» THE TASK
Please return the records below exactly as they stand, with the pictures removed.

<<<<

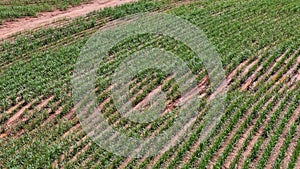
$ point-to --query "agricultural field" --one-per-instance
(258, 43)
(12, 9)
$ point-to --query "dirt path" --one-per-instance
(27, 23)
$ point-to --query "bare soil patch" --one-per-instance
(44, 18)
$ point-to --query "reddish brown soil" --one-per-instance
(27, 23)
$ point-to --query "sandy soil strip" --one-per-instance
(27, 23)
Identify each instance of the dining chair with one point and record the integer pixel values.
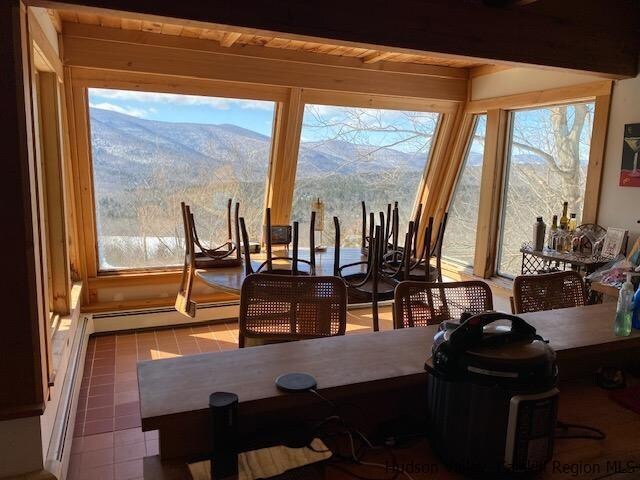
(281, 308)
(294, 261)
(372, 279)
(197, 256)
(421, 268)
(548, 291)
(418, 304)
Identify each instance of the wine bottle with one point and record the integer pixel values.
(564, 220)
(553, 233)
(624, 310)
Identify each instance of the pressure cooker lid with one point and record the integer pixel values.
(513, 356)
(484, 346)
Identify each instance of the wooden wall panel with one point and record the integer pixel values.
(54, 192)
(23, 376)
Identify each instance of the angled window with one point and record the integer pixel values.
(151, 151)
(546, 165)
(460, 236)
(350, 154)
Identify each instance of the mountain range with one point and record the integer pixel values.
(127, 150)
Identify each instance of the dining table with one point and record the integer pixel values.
(229, 279)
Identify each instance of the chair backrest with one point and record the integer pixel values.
(280, 308)
(548, 291)
(418, 304)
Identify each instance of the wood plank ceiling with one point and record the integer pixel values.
(229, 38)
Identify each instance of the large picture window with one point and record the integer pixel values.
(350, 154)
(150, 151)
(546, 165)
(460, 236)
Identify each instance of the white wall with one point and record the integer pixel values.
(618, 206)
(521, 80)
(49, 30)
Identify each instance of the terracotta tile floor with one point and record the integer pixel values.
(108, 441)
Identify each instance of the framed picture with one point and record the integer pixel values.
(613, 242)
(630, 170)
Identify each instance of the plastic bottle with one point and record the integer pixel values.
(622, 327)
(635, 320)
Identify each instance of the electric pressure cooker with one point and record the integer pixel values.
(492, 396)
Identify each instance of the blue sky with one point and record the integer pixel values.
(254, 115)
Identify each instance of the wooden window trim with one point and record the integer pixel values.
(498, 111)
(463, 145)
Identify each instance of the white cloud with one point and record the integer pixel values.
(134, 112)
(177, 99)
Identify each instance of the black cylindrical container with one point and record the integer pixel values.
(224, 425)
(492, 397)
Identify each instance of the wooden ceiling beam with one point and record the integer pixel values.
(172, 57)
(377, 56)
(461, 29)
(230, 38)
(79, 30)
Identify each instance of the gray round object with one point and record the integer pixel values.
(295, 382)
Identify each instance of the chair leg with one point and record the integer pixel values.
(374, 311)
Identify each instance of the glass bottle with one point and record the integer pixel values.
(539, 230)
(624, 310)
(553, 232)
(564, 220)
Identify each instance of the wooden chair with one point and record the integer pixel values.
(421, 268)
(220, 256)
(279, 308)
(390, 228)
(196, 256)
(372, 280)
(268, 265)
(548, 291)
(418, 304)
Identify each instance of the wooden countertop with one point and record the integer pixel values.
(580, 403)
(341, 364)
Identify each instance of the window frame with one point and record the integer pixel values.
(161, 84)
(452, 263)
(444, 110)
(102, 285)
(506, 169)
(168, 268)
(499, 114)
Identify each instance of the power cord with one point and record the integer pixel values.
(356, 455)
(596, 434)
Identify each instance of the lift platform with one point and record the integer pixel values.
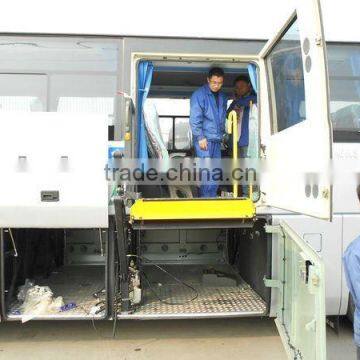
(192, 213)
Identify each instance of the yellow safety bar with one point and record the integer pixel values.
(233, 129)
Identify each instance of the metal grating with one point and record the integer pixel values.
(210, 300)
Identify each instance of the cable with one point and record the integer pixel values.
(172, 276)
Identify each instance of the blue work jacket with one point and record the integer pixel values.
(352, 273)
(207, 120)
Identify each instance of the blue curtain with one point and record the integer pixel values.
(253, 76)
(145, 73)
(355, 67)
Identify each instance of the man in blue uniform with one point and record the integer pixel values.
(207, 121)
(352, 272)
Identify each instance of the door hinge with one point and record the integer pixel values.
(272, 283)
(273, 229)
(311, 326)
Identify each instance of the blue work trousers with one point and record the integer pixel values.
(210, 186)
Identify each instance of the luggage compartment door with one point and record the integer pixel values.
(53, 170)
(299, 146)
(301, 319)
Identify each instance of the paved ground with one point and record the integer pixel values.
(253, 339)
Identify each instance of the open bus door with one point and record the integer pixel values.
(298, 153)
(299, 149)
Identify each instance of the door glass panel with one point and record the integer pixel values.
(286, 71)
(302, 313)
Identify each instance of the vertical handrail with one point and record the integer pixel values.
(233, 127)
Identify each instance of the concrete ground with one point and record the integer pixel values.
(254, 339)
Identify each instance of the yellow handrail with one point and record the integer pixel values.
(233, 128)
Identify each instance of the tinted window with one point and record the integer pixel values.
(344, 76)
(287, 80)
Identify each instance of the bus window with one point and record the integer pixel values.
(286, 74)
(344, 74)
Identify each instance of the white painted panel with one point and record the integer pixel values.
(44, 138)
(331, 251)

>>>>

» OUTPUT BELOW
$ point-to --query "agricultural field" --one-per-instance
(258, 43)
(12, 9)
$ point-to --query "dirt path" --one-per-instance
(27, 23)
$ point-to --query "bare soil patch" --one-per-instance
(44, 18)
$ point-to --query "reddish brown soil" --one-per-instance
(27, 23)
$ point-to --query "sandy soil strip" --one-per-instance
(27, 23)
Identify each instance of the dining chair with one point and record the integer pixel values.
(281, 308)
(294, 261)
(372, 279)
(197, 256)
(421, 268)
(548, 291)
(418, 304)
Identify each instance of the wine bottle with one point and record the integer pixel values.
(564, 220)
(553, 233)
(624, 310)
Identify each instance of the pressure cooker lid with one point and record the integer pixel values.
(513, 356)
(484, 346)
Identify each instance of the wooden wall panel with one point and record the integer pixel values.
(54, 192)
(23, 376)
Identify each instance of the angled window with one point and record the integer pixel values.
(151, 151)
(546, 165)
(460, 236)
(350, 154)
Identify each instance of the mountain range with one point and record the integer pixel values.
(127, 150)
Identify each instance of the dining table with one point and record the integer pixel values.
(229, 279)
Identify each instance of the chair backrest with one point and record the integer pixel values.
(280, 308)
(548, 291)
(418, 304)
Identify each instance of the wood plank ceiling with one point and record the integer pixel values.
(229, 38)
Identify each instance of the large picture window with one point and record the integer pixel values.
(350, 154)
(150, 151)
(546, 165)
(460, 236)
Identify each instance of the white wall with one point and record the integer pixel values.
(618, 206)
(521, 80)
(49, 30)
Identify each instance of the terracotta tile floor with one point and record the integer pixel values.
(108, 441)
Identify each instance of the framed picture with one point and record the integer pixel values.
(613, 242)
(630, 170)
Identify each instance of the plastic bottle with one point and record the integer pixel values.
(622, 327)
(635, 320)
Identify each instance of the electric pressure cooker with one point and record the integer pixel values.
(492, 396)
Identify each instance of the blue sky with one point and record the integer pixel values.
(254, 115)
Identify each instance of the wooden window trim with one point and record the integer pixel values.
(498, 111)
(463, 145)
Identify each instance of the white cloud with one point and record the integer pixel values.
(134, 112)
(177, 99)
Identify each instance of the black cylindrical container with one point and record the integer pixel values.
(224, 425)
(492, 397)
Identify each instance of the wooden ceiling beam with one point and record the integer pixel values.
(172, 57)
(377, 56)
(461, 29)
(230, 38)
(79, 30)
Identify each instance of the gray round object with one point and record the integer pixel values.
(295, 382)
Identify each instance of the chair leg with one point and record the integer pixel values.
(374, 311)
Identify each instance of the glass bottle with one point and record the integer pixel values.
(539, 230)
(624, 310)
(553, 232)
(564, 220)
Identify each instance of the wooden chair with one point and record the integer pixel values.
(421, 268)
(220, 256)
(279, 308)
(390, 228)
(196, 256)
(372, 280)
(268, 265)
(548, 291)
(418, 304)
Identify each instance of the wooden countertop with one point and record the integer pixel values.
(580, 403)
(341, 364)
Identify each instance of the window frame with one point and record the integer pixel values.
(161, 84)
(452, 263)
(444, 110)
(102, 285)
(506, 169)
(168, 268)
(499, 114)
Identify each instance of the power cord with one point and record the integer pixel values.
(356, 455)
(596, 434)
Identify each instance of the lift platform with one point and record the integer pixel values.
(192, 213)
Identify each instance of the yellow safety bar with one point and record the integer pixel values.
(233, 129)
Identify each instance of the metal grating with one point and record the integer pixel values.
(210, 300)
Identify each instance of the cable with one point and record the integer pixel values.
(172, 276)
Identify each instance of the blue work jacket with one point and record the integer pixel values.
(352, 273)
(207, 120)
Identify each instance of the blue curtain with one point and record the integer pixel values.
(253, 76)
(145, 73)
(355, 67)
Identify each instance of the man in blue uniform with one point and record the integer pixel values.
(207, 121)
(352, 272)
Identify each instance of the door hinge with one point and record the integer pixel values.
(272, 283)
(273, 229)
(311, 326)
Identify each instance of the blue work trousers with one point and record the integer pixel values.
(210, 186)
Identify each instance of the luggage compartment door with one point and record the integer pixel values.
(53, 170)
(299, 146)
(301, 319)
Identify each instance of the paved ground with one point and record the integer pixel values.
(253, 339)
Identify each instance of the open bus door with one point and record the integer pixel values.
(298, 153)
(299, 149)
Identify each instance of the door glass panel with one point and record the integer pixel values.
(286, 71)
(302, 313)
Identify each instance of the vertical handrail with one point and record the integer pixel values.
(233, 127)
Identify each instance of the concrete ground with one point and record the integer pixel values.
(254, 339)
Identify each instance of the yellow handrail with one point and record the integer pixel values.
(233, 128)
Identify each instance of the tinted window with one point and record the integer pixel values.
(344, 76)
(287, 80)
Identify each instance of the bus window with one point and record the integer pixel values.
(286, 74)
(344, 74)
Identify each instance of the white painted panel with one point and record the integer pixel values.
(44, 138)
(331, 251)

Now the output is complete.